**Directions:** Only lines containing "then" are wanted from the data below. Copy those lines.

[Start of section]

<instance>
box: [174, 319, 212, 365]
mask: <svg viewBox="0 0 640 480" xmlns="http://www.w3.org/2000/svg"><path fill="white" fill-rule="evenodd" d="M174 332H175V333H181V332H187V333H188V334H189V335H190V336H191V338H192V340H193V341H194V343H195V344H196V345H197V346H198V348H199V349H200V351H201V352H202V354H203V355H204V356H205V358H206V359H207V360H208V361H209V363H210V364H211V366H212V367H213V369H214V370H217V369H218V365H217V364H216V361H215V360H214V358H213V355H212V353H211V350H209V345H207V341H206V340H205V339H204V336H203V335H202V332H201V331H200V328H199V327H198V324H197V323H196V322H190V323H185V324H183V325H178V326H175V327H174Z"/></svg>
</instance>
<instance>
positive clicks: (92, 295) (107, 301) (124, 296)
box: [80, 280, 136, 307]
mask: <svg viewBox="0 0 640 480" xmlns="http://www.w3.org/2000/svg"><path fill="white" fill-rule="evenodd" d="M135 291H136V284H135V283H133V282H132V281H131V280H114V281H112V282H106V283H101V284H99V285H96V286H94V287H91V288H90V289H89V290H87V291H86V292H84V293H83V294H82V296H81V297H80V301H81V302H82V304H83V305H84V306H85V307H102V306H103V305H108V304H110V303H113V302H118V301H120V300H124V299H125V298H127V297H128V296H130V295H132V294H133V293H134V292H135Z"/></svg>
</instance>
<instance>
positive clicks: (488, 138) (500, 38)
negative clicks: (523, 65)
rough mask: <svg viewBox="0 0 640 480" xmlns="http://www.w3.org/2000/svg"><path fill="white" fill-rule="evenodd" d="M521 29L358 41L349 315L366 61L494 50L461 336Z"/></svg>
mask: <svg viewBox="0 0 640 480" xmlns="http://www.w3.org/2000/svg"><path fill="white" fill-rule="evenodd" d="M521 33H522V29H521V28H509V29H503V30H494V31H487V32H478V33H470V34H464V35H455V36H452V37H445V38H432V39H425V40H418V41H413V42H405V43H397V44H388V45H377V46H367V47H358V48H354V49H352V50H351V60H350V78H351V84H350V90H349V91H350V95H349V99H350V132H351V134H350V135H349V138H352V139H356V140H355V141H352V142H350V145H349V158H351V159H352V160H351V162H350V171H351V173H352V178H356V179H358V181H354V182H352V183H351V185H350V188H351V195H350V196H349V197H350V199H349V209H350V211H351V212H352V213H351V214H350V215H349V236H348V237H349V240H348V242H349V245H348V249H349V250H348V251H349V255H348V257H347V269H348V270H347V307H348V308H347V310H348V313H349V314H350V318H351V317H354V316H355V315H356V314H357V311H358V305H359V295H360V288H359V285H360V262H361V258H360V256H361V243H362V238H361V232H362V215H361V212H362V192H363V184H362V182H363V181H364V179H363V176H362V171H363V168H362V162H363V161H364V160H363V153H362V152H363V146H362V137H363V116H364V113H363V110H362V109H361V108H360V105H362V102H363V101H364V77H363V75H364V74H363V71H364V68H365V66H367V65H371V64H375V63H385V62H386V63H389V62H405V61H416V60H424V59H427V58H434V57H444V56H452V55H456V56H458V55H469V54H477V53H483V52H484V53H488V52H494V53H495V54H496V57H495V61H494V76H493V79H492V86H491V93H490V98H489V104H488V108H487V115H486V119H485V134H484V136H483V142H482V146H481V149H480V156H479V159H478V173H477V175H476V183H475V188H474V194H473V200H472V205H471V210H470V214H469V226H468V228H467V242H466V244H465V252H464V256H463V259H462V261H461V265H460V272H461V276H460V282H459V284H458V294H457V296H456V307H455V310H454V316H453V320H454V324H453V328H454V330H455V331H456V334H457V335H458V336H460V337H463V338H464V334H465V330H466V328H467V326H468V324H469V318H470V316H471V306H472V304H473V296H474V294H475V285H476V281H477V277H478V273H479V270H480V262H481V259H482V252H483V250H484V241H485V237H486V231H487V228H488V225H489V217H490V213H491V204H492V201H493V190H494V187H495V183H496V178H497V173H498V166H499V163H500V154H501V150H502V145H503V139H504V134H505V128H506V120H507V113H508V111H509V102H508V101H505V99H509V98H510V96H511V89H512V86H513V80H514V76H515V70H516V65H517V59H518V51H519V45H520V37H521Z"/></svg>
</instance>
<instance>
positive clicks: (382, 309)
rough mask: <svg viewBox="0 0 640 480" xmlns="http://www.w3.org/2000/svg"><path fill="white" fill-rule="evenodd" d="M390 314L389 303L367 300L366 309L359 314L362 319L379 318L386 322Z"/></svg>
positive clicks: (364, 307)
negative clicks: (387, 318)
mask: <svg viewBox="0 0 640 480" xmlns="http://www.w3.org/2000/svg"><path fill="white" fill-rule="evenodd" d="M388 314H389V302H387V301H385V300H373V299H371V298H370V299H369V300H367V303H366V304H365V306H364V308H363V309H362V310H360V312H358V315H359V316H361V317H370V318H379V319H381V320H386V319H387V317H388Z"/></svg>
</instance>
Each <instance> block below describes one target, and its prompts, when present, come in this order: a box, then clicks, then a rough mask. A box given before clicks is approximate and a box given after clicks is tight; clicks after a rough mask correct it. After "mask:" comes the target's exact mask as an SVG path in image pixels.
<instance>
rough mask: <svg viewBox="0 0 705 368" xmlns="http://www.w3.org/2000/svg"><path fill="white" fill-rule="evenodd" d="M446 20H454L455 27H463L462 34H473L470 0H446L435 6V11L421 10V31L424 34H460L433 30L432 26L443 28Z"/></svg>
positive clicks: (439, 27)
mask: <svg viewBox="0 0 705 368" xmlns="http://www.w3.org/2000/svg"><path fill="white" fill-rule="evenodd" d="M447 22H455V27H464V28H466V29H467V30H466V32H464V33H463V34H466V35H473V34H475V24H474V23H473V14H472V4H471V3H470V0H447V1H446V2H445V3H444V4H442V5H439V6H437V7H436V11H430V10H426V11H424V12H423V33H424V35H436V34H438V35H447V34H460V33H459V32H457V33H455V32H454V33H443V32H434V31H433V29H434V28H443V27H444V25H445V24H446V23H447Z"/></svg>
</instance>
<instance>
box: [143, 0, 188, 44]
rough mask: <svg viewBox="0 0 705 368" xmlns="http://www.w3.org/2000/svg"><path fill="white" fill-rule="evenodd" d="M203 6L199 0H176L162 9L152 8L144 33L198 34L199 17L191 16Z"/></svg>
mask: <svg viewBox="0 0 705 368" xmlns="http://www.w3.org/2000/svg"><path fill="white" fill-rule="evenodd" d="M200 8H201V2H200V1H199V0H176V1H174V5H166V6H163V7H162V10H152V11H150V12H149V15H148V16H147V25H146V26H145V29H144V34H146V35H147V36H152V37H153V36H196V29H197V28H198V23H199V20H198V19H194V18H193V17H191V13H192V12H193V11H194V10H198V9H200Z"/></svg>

[End of section]
[Start of section]

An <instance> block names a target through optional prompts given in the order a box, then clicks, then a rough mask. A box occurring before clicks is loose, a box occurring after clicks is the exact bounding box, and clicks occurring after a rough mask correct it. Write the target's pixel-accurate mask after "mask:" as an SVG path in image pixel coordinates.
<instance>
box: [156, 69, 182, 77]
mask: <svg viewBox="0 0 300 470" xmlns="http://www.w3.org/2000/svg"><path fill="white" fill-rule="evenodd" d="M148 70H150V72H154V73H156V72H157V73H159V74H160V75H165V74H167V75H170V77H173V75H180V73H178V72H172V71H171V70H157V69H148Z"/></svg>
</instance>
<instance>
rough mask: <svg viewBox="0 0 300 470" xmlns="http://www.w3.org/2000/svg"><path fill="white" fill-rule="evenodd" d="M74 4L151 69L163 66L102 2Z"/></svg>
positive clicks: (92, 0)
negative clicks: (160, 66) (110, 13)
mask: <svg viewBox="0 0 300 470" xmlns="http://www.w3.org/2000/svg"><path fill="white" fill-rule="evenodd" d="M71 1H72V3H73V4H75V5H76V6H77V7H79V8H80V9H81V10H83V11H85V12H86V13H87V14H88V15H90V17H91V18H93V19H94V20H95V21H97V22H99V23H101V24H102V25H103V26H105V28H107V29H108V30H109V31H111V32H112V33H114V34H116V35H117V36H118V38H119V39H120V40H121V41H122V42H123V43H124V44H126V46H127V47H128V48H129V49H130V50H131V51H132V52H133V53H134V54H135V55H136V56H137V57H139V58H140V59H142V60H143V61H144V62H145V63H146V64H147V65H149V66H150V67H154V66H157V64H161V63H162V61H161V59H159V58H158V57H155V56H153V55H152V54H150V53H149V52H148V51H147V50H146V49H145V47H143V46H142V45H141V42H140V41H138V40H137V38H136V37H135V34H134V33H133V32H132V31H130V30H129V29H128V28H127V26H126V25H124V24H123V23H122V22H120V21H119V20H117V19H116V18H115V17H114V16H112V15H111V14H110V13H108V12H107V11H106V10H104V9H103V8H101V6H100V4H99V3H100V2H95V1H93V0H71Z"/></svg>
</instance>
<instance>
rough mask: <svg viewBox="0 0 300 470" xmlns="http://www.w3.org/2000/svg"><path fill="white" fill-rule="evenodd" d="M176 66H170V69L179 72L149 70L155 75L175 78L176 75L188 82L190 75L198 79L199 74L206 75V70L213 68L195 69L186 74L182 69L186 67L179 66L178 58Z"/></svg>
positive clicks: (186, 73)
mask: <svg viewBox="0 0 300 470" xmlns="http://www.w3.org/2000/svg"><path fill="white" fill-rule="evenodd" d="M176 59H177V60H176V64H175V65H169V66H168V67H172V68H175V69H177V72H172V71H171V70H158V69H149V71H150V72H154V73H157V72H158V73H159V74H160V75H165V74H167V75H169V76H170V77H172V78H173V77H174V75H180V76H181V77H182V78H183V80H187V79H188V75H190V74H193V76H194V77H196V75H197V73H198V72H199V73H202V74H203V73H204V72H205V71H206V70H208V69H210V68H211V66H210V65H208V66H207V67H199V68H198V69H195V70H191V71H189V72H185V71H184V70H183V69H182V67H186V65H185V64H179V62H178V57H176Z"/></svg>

[End of section]

**Output below:**
Each <instance> block below describes one target, and its prompts, when present, come in this order: a box, then clicks, then a rough mask. A box given before clicks is approximate and a box given after clicks is tight; clicks after a rough mask correct it. After "mask:" comes the target's exact mask as an SVG path in image pixels.
An <instance> block names a target through optional prompts given in the order a box, then clicks, then a rough mask. A box occurring before clicks is loose, a box occurring after clicks is the exact bounding box, and clicks occurring after a rough mask correct it. Write the target's pixel-accurate mask after "mask:" as an SVG path in image pixel coordinates.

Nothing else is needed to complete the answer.